### Listed entries
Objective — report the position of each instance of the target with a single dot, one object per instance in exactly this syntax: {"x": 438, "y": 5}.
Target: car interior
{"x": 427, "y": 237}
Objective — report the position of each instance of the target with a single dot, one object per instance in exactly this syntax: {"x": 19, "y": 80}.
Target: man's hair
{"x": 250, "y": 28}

### Task
Rewrite every line of the records above as a JSON list of strings, one string per line, with blank lines left out.

### Solved problem
[
  "Objective — report the position of each instance of the target with a single dot, one object per instance in exactly this syntax: {\"x\": 438, \"y\": 5}.",
  "Target: car interior",
  "{\"x\": 427, \"y\": 237}",
  "Objective — report the position of each instance of the target with a single dot, one object per instance in exactly this syntax: {\"x\": 19, \"y\": 80}.",
  "Target: man's hair",
  "{\"x\": 250, \"y\": 28}"
]